[Opensource] JDO resources

Jan.Moons at alcatel.be Jan.Moons at alcatel.be
Mon Jan 6 05:08:34 PST 2003


Another opensource JDO implementation is XORM (http://xorm.org).
The introduction I found on their web site :

XORM uses the API described by the Java Data Objects (JDO) specification
(JSR 12) and implements many of the interfaces specified by JDO. In contrast
to most JDO implementations, XORM does not require you to run a class-file
enhancer before deploying your persistence-capable classes. Instead, XORM
allows you to specify persistence-capable classes using abstract classes or
interfaces; bean-style get()/set() methods are enhanced at runtime to be
managed for persistence.

XORM has been engineered to provide a rapid application development
environment, so you can build and persist Java objects with as little effort
as possible. XORM does not require a custom database schema and does not
create special tables in your database: you can map your Java objects to
most existing schemas, or start from scratch.

Entries pointing to labeled objects ▸

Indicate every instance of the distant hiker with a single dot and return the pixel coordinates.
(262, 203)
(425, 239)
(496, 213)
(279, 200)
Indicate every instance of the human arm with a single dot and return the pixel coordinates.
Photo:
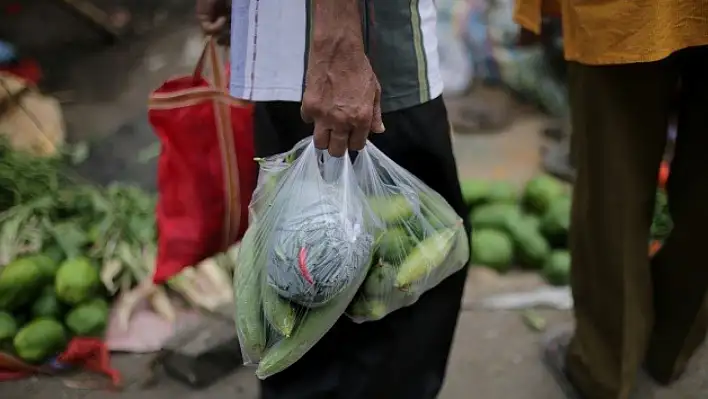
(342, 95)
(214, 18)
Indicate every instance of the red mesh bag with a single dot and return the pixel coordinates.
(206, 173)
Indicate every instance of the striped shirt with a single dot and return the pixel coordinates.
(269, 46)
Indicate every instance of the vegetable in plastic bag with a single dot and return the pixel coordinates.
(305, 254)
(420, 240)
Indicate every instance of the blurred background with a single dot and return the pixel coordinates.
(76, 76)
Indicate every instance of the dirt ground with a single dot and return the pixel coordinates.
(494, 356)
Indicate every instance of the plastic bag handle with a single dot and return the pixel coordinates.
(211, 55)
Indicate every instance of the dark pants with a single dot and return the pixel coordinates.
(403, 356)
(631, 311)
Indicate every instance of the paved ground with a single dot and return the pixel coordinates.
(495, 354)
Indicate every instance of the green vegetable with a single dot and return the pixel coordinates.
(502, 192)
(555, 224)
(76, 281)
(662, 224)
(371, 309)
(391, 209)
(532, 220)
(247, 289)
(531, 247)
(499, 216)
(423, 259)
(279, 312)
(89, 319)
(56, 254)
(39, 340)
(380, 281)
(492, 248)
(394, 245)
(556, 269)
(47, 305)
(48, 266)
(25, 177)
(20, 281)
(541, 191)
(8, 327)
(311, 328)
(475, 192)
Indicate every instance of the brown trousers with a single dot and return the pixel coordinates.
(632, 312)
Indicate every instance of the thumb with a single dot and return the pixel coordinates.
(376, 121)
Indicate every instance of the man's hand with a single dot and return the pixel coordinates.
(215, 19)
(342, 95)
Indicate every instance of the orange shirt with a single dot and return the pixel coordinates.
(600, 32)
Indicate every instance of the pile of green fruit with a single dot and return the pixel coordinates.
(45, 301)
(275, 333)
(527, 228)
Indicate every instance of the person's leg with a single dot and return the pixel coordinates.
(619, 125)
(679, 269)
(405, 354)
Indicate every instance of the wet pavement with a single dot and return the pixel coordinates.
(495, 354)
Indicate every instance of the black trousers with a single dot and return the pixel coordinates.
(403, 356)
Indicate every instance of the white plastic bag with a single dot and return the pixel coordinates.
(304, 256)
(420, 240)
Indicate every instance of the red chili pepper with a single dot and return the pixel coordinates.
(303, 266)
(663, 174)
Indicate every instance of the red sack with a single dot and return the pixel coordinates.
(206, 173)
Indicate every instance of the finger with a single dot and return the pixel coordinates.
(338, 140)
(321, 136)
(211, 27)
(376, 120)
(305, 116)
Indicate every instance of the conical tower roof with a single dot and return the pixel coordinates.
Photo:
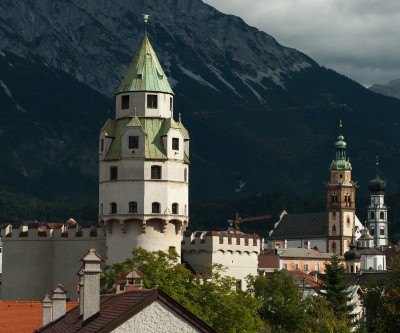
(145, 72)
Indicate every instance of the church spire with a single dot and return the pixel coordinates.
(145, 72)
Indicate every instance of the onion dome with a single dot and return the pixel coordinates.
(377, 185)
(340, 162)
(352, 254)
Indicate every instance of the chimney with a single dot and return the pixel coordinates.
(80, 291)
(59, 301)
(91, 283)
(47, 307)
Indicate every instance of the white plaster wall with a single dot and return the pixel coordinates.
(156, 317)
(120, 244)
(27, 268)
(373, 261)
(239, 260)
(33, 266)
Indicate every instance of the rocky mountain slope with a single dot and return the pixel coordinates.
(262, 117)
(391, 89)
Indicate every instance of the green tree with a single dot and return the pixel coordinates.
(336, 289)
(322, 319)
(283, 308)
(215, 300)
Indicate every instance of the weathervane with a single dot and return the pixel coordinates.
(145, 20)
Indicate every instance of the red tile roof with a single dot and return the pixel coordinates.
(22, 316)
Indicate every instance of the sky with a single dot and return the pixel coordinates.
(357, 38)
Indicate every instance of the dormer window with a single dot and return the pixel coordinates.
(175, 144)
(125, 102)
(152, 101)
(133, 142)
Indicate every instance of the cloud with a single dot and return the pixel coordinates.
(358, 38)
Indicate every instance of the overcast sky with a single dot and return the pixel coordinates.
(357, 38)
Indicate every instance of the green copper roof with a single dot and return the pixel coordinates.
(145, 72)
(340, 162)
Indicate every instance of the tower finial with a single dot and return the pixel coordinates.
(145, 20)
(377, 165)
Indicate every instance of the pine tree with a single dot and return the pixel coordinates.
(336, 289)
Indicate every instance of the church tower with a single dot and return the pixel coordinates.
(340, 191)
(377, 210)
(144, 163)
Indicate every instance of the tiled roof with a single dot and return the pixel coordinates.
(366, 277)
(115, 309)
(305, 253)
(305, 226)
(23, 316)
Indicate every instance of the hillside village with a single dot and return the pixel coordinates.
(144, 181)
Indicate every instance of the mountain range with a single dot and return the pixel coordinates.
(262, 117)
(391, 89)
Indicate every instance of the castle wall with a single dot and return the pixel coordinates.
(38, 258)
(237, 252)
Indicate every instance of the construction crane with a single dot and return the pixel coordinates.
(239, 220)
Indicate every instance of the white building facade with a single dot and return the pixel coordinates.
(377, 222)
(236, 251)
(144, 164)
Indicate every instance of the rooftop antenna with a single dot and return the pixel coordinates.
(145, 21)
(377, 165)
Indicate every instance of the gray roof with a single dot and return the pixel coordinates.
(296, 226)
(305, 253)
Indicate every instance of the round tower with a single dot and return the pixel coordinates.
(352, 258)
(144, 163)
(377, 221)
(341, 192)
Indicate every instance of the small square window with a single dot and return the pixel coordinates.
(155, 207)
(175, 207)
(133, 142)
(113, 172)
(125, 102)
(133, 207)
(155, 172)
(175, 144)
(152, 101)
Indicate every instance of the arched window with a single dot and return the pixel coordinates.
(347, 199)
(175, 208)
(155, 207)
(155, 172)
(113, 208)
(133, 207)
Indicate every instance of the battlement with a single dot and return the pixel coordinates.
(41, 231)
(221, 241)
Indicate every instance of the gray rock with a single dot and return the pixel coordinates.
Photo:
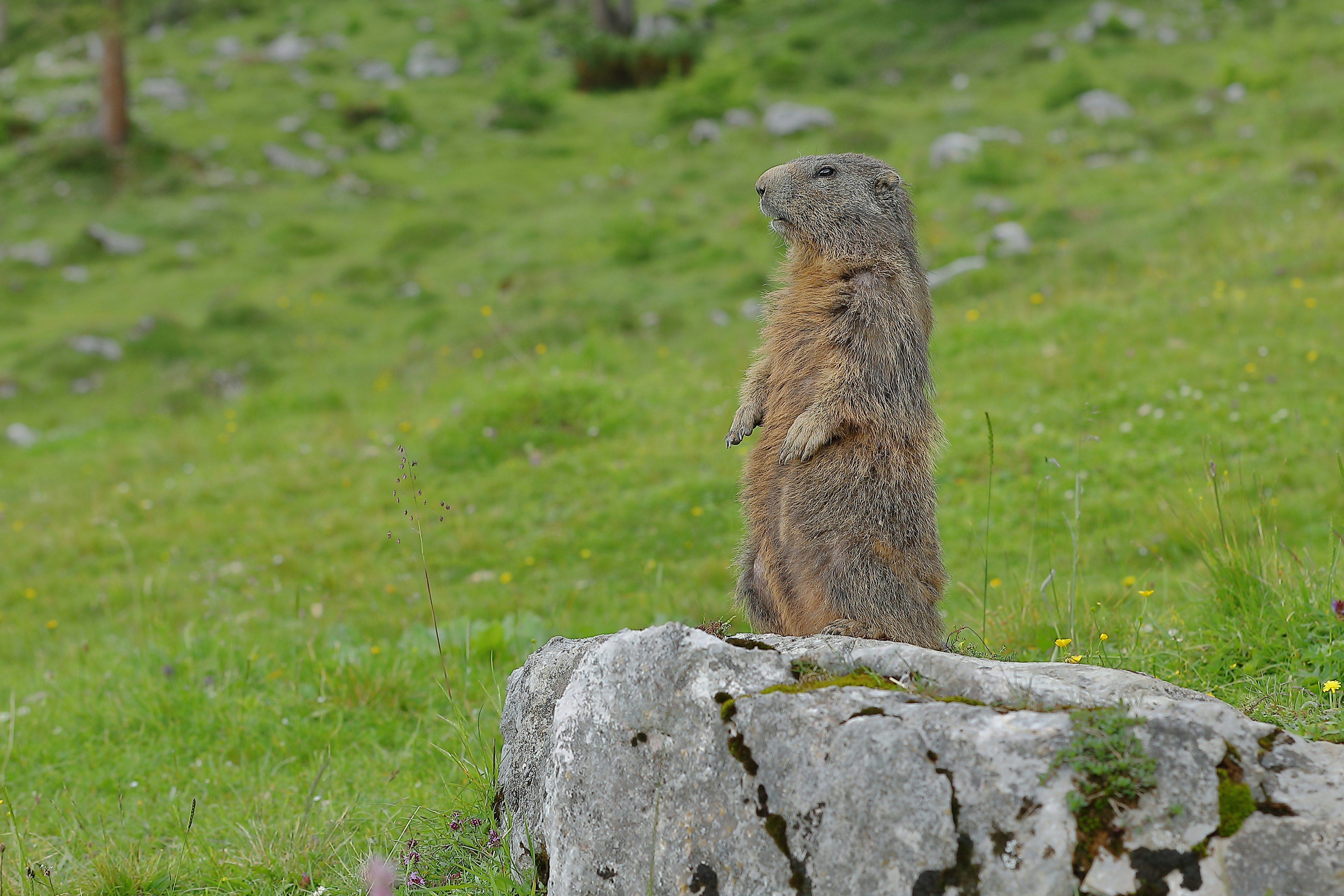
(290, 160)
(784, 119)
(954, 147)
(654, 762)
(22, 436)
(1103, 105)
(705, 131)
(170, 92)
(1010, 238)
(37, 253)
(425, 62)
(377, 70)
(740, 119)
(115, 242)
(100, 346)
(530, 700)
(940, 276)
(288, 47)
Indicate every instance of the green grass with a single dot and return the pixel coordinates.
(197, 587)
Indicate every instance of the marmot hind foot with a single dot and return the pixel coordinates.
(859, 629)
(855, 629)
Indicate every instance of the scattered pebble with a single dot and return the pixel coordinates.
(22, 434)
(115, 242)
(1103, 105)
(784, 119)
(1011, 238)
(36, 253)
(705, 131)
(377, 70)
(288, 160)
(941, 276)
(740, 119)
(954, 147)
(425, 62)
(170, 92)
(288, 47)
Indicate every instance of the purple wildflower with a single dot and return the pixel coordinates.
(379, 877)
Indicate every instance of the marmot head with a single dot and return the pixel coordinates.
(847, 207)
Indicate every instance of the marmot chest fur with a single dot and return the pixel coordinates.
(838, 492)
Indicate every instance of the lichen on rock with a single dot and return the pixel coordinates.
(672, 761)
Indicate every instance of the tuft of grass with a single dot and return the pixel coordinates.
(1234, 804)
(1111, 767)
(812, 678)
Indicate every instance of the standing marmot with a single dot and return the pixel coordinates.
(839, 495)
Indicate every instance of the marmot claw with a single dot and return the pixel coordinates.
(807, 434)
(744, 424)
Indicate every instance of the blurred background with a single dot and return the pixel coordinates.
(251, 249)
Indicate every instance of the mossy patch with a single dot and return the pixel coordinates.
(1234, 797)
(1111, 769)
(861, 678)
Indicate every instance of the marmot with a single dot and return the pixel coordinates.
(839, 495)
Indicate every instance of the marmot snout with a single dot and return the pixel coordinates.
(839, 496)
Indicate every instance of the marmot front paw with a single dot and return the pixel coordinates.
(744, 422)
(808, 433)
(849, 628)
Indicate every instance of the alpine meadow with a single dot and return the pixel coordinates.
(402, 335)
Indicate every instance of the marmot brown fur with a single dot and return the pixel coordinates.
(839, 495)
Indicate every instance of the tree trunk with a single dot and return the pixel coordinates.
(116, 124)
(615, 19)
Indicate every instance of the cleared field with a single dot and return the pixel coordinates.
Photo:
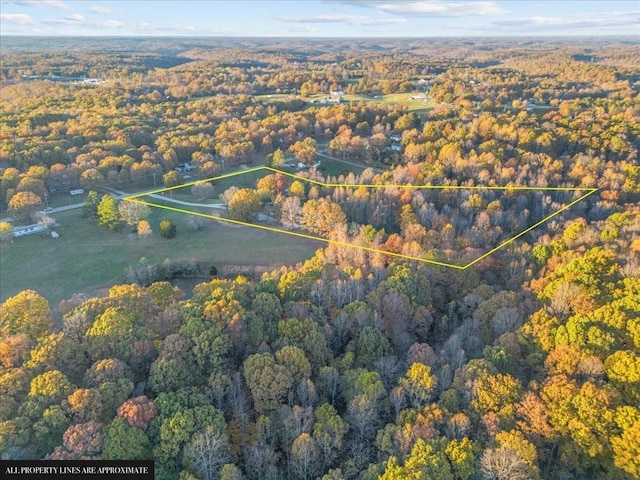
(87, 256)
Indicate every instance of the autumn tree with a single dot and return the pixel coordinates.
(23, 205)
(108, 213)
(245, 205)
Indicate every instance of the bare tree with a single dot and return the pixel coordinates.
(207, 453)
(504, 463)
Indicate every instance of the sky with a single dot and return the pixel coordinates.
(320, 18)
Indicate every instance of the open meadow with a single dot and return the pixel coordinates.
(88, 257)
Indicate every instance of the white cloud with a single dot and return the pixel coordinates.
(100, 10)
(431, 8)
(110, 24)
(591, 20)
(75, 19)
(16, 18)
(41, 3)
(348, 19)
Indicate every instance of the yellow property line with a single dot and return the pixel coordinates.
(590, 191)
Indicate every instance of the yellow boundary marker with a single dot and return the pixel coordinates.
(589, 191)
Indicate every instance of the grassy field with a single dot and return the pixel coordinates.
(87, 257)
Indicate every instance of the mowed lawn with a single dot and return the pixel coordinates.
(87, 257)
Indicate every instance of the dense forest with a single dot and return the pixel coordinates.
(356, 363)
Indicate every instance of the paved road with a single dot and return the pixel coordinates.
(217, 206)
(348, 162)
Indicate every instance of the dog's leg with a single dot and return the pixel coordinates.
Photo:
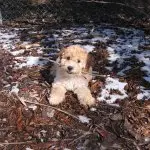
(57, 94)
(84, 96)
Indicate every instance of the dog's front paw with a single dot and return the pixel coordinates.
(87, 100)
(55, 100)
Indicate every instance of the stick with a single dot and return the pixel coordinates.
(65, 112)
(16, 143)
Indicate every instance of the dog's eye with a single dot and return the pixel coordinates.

Set problem ▸ From the post about XORM, copy the text from "XORM uses the" up to and including "managed for persistence.".

Written answer ▸
XORM uses the API described by the Java Data Objects (JDO) specification
(JSR 12) and implements many of the interfaces specified by JDO. In contrast
to most JDO implementations, XORM does not require you to run a class-file
enhancer before deploying your persistence-capable classes. Instead, XORM
allows you to specify persistence-capable classes using abstract classes or
interfaces; bean-style get()/set() methods are enhanced at runtime to be
managed for persistence.